Object position labeling entries
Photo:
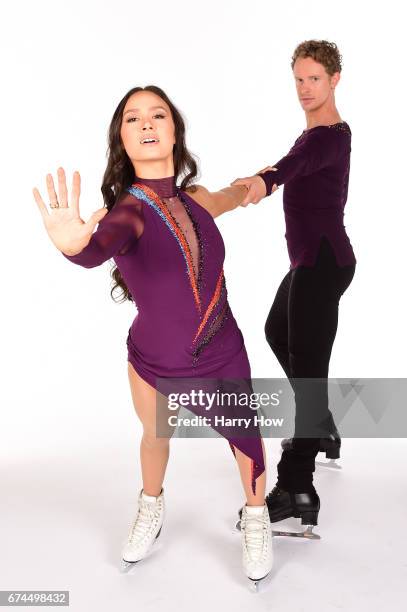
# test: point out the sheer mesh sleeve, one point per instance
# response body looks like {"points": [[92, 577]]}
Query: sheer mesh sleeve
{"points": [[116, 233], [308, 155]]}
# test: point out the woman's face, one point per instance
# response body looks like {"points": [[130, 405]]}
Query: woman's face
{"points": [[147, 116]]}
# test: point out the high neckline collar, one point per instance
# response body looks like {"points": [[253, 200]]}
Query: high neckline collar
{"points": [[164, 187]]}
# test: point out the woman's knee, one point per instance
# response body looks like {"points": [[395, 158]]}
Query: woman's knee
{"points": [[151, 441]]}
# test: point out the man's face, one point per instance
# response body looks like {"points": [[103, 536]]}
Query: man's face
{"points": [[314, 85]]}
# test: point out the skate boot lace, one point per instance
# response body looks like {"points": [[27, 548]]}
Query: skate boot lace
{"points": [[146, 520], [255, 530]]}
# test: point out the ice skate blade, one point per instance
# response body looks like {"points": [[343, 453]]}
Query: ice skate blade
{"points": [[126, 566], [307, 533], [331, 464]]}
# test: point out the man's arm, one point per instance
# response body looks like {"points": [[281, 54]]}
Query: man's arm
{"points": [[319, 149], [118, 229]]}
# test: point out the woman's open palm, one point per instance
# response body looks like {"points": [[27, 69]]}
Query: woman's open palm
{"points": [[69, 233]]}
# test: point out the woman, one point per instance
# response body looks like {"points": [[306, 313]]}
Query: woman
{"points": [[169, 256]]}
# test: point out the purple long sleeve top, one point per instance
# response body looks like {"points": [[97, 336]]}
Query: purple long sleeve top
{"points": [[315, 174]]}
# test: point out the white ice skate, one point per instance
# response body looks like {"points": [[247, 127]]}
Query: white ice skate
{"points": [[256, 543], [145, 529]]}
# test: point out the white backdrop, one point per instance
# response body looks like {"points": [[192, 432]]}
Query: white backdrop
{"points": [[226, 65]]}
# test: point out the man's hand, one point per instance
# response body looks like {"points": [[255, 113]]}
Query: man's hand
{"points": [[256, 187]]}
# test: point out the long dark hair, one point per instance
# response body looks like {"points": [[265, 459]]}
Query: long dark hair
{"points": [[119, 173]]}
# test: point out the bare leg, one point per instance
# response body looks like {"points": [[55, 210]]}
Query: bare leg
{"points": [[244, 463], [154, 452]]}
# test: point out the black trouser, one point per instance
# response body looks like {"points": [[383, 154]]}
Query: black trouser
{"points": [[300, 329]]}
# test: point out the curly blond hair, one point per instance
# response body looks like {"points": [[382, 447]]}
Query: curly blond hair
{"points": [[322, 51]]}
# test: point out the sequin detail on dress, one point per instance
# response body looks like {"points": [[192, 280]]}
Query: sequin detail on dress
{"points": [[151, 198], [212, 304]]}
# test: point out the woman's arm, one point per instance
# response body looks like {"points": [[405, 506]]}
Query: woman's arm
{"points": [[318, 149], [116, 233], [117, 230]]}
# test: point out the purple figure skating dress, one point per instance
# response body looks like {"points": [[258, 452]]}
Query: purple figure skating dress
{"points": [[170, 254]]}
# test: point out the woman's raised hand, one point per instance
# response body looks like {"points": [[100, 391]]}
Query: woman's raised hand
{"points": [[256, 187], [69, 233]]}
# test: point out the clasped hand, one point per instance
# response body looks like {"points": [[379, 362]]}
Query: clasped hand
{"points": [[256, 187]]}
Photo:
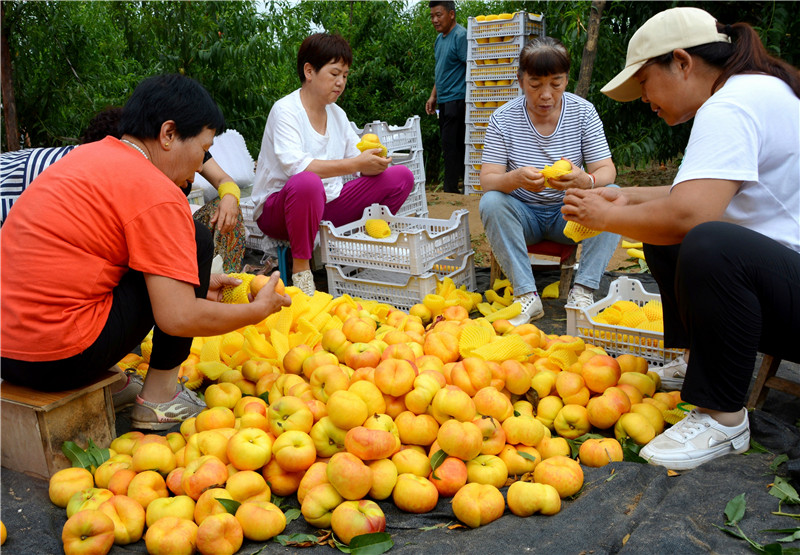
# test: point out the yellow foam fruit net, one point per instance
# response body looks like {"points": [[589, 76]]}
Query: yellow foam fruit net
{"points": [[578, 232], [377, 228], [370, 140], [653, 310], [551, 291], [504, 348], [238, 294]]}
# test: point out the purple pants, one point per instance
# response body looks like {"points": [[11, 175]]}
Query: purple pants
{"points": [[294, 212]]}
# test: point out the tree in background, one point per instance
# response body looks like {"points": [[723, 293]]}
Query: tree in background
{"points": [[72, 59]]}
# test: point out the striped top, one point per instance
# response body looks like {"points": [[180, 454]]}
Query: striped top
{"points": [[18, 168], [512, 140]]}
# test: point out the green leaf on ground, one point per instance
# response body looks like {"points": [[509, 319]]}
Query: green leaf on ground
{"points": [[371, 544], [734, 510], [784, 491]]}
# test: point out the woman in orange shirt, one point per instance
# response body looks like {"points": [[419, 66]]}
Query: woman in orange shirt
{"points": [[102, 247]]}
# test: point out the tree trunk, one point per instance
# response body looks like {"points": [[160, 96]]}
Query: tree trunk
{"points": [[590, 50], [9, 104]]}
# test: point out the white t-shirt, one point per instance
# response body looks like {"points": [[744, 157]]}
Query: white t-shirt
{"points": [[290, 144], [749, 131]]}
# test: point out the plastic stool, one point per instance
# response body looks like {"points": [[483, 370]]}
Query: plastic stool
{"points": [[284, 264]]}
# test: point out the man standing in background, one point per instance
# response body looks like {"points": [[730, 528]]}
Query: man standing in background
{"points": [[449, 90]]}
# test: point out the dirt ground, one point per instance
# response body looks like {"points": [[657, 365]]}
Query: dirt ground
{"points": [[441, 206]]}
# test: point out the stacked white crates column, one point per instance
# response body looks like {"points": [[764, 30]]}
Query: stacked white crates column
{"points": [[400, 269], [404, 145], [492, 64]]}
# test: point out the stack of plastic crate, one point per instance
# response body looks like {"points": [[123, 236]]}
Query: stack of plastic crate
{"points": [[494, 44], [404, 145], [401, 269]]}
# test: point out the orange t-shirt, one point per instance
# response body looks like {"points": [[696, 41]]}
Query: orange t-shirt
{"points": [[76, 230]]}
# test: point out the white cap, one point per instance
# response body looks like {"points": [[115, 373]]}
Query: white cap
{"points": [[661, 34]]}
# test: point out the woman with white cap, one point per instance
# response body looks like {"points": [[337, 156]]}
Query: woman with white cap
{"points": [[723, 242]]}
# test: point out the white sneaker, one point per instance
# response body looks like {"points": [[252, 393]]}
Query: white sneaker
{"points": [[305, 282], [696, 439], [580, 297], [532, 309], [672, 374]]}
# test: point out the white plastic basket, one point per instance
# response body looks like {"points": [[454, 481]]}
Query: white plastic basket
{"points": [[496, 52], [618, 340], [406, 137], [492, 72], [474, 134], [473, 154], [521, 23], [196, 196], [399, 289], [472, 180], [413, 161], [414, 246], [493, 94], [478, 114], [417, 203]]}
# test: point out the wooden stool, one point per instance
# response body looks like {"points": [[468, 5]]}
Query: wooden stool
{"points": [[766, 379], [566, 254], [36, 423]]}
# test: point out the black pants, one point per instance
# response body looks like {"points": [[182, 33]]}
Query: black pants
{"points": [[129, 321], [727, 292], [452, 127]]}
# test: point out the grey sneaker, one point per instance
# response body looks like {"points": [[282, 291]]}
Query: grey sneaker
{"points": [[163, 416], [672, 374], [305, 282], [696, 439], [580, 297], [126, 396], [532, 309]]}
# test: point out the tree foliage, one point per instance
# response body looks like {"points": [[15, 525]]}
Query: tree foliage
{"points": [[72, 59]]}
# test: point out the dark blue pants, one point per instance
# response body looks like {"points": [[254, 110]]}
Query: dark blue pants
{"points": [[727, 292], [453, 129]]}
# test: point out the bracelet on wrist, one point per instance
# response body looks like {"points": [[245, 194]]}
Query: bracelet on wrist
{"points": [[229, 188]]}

* * *

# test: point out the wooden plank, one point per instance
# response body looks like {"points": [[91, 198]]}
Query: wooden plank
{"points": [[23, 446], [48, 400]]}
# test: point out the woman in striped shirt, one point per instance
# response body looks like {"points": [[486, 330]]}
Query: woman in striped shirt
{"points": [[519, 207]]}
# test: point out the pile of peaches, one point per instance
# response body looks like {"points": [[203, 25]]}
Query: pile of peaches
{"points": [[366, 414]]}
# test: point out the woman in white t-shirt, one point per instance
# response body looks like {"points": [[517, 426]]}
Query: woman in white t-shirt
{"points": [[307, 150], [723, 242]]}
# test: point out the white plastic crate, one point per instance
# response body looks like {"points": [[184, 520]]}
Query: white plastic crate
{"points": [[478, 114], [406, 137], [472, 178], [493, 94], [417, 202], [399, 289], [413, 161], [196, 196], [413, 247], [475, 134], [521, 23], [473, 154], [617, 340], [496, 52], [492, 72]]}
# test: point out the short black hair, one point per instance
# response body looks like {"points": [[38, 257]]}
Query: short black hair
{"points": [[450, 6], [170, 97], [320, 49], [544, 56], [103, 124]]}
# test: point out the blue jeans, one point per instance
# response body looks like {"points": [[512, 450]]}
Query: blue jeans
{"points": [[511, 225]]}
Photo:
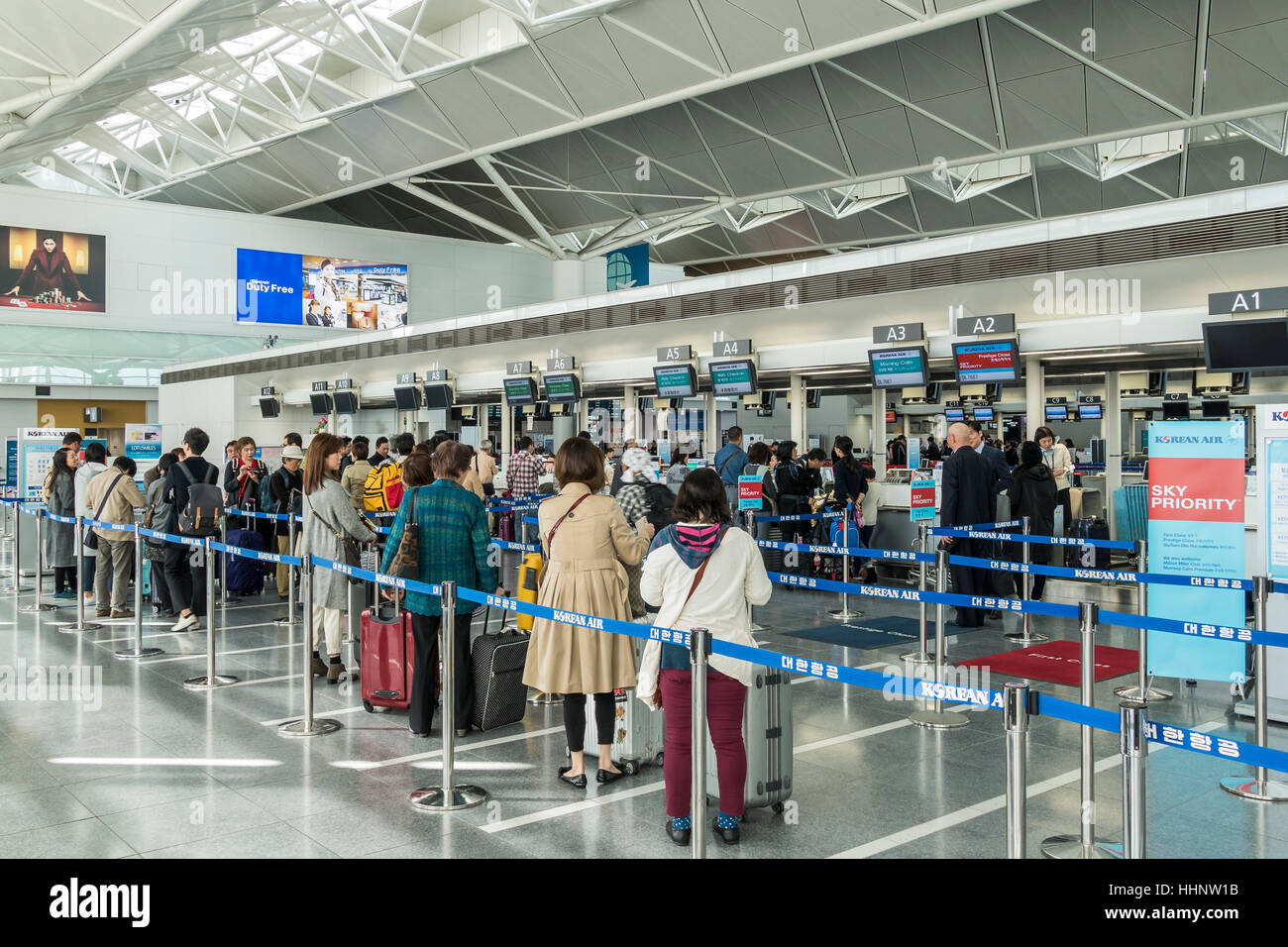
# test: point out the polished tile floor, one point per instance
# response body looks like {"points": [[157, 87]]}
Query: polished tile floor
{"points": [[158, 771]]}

* * *

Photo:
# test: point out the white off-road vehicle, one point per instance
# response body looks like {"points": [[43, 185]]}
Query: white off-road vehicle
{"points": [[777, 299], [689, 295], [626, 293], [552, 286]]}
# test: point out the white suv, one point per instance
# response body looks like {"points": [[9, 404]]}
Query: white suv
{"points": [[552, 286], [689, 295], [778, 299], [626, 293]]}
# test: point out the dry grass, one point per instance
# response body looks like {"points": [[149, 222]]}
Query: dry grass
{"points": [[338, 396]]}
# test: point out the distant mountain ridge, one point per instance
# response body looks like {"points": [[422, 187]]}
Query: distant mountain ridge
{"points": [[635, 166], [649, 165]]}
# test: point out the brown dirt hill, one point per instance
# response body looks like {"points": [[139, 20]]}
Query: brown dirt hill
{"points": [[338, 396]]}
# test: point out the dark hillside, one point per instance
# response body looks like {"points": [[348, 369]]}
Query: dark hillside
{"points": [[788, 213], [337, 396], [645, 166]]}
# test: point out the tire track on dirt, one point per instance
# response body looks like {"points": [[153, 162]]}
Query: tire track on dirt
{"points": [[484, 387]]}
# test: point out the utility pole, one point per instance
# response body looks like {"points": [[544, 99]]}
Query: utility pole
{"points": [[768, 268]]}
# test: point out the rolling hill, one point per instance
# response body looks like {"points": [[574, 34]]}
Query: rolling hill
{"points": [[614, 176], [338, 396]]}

**AIM:** From the records above, extract every line that contains the string "tire", matching its case exactly.

**EXERCISE SOLUTION:**
# test: point out the tire track on dirt, one point per instance
Query: tire track on dirt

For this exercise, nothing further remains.